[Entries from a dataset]
--------
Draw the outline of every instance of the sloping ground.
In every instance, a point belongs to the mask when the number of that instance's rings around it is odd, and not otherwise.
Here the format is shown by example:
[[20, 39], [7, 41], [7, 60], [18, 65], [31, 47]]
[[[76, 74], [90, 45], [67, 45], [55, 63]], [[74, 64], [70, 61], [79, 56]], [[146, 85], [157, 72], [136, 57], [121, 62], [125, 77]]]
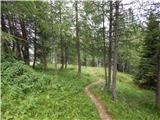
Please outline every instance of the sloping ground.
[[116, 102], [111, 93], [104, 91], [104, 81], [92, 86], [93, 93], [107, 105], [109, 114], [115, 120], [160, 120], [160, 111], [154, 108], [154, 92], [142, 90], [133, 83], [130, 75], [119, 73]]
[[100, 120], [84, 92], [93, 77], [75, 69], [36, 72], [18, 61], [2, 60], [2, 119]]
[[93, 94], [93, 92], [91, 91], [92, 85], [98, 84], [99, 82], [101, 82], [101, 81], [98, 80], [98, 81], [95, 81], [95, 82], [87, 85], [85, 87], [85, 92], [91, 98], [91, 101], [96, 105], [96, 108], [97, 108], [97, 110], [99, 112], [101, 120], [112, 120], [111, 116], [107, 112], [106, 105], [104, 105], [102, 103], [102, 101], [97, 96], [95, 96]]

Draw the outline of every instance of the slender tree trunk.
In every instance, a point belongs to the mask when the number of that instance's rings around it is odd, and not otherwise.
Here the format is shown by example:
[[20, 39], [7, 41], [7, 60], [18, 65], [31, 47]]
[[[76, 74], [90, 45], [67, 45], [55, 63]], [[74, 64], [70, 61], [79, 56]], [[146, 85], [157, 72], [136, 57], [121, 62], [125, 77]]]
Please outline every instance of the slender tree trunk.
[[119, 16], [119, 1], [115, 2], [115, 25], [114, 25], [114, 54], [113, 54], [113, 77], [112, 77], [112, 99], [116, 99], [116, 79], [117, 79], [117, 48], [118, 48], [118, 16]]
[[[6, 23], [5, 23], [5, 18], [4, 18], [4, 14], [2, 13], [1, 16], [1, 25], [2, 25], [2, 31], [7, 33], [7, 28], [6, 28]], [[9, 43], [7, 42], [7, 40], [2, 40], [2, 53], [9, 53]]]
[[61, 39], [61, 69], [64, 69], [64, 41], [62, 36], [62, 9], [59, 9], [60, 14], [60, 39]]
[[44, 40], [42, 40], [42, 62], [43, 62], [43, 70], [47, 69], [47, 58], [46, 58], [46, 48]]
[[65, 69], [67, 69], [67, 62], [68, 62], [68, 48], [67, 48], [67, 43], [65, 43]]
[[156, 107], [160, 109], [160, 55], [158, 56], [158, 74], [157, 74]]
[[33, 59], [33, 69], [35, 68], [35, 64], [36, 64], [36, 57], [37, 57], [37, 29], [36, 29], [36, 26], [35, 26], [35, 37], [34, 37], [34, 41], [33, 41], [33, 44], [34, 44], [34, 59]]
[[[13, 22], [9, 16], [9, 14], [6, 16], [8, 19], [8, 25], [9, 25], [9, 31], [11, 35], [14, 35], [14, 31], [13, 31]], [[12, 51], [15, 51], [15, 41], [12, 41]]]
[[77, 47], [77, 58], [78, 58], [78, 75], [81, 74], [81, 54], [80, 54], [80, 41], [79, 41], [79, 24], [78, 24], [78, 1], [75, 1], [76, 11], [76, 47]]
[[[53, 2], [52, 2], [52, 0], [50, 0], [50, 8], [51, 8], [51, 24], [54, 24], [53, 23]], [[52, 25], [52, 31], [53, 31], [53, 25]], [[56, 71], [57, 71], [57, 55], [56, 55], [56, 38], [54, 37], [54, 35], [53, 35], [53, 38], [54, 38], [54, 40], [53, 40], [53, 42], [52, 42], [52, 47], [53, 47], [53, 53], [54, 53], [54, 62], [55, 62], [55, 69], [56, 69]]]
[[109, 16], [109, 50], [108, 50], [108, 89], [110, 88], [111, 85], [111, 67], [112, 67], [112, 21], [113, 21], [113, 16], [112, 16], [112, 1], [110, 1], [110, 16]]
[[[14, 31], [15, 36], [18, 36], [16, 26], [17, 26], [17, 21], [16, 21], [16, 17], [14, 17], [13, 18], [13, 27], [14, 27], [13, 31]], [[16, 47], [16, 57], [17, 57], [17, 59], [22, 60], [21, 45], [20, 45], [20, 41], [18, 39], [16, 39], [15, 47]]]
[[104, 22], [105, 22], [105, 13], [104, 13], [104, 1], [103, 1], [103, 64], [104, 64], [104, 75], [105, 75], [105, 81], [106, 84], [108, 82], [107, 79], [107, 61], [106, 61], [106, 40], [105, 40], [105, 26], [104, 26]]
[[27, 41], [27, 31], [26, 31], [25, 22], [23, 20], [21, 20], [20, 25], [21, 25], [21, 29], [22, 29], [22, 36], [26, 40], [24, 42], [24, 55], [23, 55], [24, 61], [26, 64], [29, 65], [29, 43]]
--------
— Objective —
Please set out every line of the material above as a JSON list of strings, one string per line, skipping blank lines. Leave the pictures out.

— Solution to the exercise —
[
  "Draw the outline of every instance of the sloping ground.",
  "In every instance, a point belongs to the mask when the number of that instance's rings around it is odd, and not otherwise.",
  "Here the format is shown by example:",
  "[[20, 39], [7, 41], [7, 60], [18, 65], [31, 47]]",
  "[[[76, 74], [90, 45], [67, 45], [55, 63]], [[74, 64], [70, 61], [79, 56]], [[146, 85], [157, 72], [136, 57], [121, 62], [125, 77]]]",
  "Please outline every instance of the sloping ground.",
  "[[116, 102], [111, 93], [104, 91], [104, 81], [92, 86], [93, 93], [107, 105], [109, 114], [115, 120], [160, 120], [160, 111], [154, 108], [154, 92], [142, 90], [133, 83], [130, 75], [119, 73]]",
  "[[100, 120], [84, 92], [93, 77], [75, 69], [36, 72], [18, 61], [2, 60], [2, 119]]",
  "[[93, 94], [93, 92], [91, 91], [92, 85], [98, 84], [99, 82], [101, 82], [101, 81], [98, 80], [98, 81], [95, 81], [95, 82], [87, 85], [85, 87], [85, 92], [91, 98], [91, 101], [96, 105], [96, 108], [97, 108], [97, 110], [99, 112], [101, 120], [112, 120], [111, 116], [107, 112], [106, 105], [104, 105], [102, 103], [102, 101], [97, 96], [95, 96]]",
  "Draw the outline of every instance of the slender tree trunk.",
  "In every instance, a point belongs to the mask when the number of that instance's rings around it is odd, and not otherwise.",
  "Here the format is shown by example:",
  "[[20, 39], [7, 41], [7, 60], [18, 65], [31, 47]]",
  "[[[76, 74], [90, 45], [67, 45], [55, 63]], [[74, 64], [70, 61], [79, 56]], [[146, 85], [157, 72], [136, 57], [121, 62], [125, 77]]]",
  "Please outline every instance of the slender tree trunk.",
  "[[119, 16], [119, 1], [115, 2], [115, 25], [114, 25], [114, 54], [113, 54], [113, 77], [112, 77], [112, 99], [116, 99], [116, 79], [117, 79], [117, 48], [118, 48], [118, 16]]",
  "[[[6, 23], [5, 23], [5, 18], [4, 18], [4, 14], [2, 13], [1, 16], [1, 25], [2, 25], [2, 31], [7, 33], [7, 28], [6, 28]], [[9, 43], [7, 42], [7, 40], [2, 40], [2, 53], [9, 53]]]",
  "[[61, 39], [61, 69], [64, 69], [64, 41], [62, 36], [62, 9], [59, 9], [60, 14], [60, 39]]",
  "[[44, 40], [42, 40], [42, 62], [43, 62], [43, 70], [47, 69], [47, 58], [46, 58], [46, 48]]",
  "[[65, 69], [67, 69], [67, 62], [68, 62], [68, 48], [67, 48], [67, 43], [65, 43]]",
  "[[156, 107], [160, 109], [160, 55], [158, 56], [158, 74], [157, 74]]",
  "[[33, 59], [33, 69], [35, 68], [35, 64], [36, 64], [36, 57], [37, 57], [37, 29], [36, 29], [36, 26], [35, 26], [35, 37], [34, 37], [34, 41], [33, 41], [33, 44], [34, 44], [34, 59]]",
  "[[[13, 22], [9, 16], [9, 14], [6, 16], [8, 19], [8, 25], [9, 25], [9, 31], [11, 35], [14, 35], [14, 31], [13, 31]], [[12, 51], [15, 51], [15, 41], [12, 41]]]",
  "[[77, 47], [77, 58], [78, 58], [78, 75], [81, 74], [81, 54], [80, 54], [80, 41], [79, 41], [79, 24], [78, 24], [78, 1], [75, 1], [76, 11], [76, 47]]",
  "[[[53, 2], [52, 2], [52, 0], [50, 0], [50, 8], [51, 8], [51, 24], [54, 24], [53, 23]], [[52, 25], [52, 31], [53, 31], [53, 25]], [[56, 71], [57, 71], [57, 55], [56, 55], [56, 38], [54, 37], [54, 35], [53, 35], [53, 38], [54, 38], [54, 40], [53, 40], [53, 42], [52, 42], [52, 47], [53, 47], [53, 53], [54, 53], [54, 62], [55, 62], [55, 69], [56, 69]]]",
  "[[109, 16], [109, 50], [108, 50], [108, 89], [110, 88], [111, 85], [111, 67], [112, 67], [112, 21], [113, 21], [113, 16], [112, 16], [112, 1], [110, 1], [110, 16]]",
  "[[[14, 31], [15, 36], [18, 36], [16, 26], [17, 26], [17, 21], [16, 21], [16, 17], [14, 17], [13, 18], [13, 27], [14, 27], [13, 31]], [[16, 47], [16, 57], [17, 57], [17, 59], [22, 60], [21, 45], [20, 45], [20, 41], [18, 39], [16, 39], [15, 47]]]",
  "[[104, 22], [105, 22], [105, 13], [104, 13], [104, 1], [103, 1], [103, 64], [104, 64], [104, 75], [105, 75], [105, 81], [106, 84], [108, 82], [107, 79], [107, 61], [106, 61], [106, 40], [105, 40], [105, 26], [104, 26]]",
  "[[27, 41], [27, 31], [26, 31], [25, 22], [23, 20], [21, 20], [20, 25], [21, 25], [21, 29], [22, 29], [22, 36], [26, 40], [24, 42], [24, 55], [23, 55], [24, 61], [26, 64], [29, 65], [29, 43]]"
]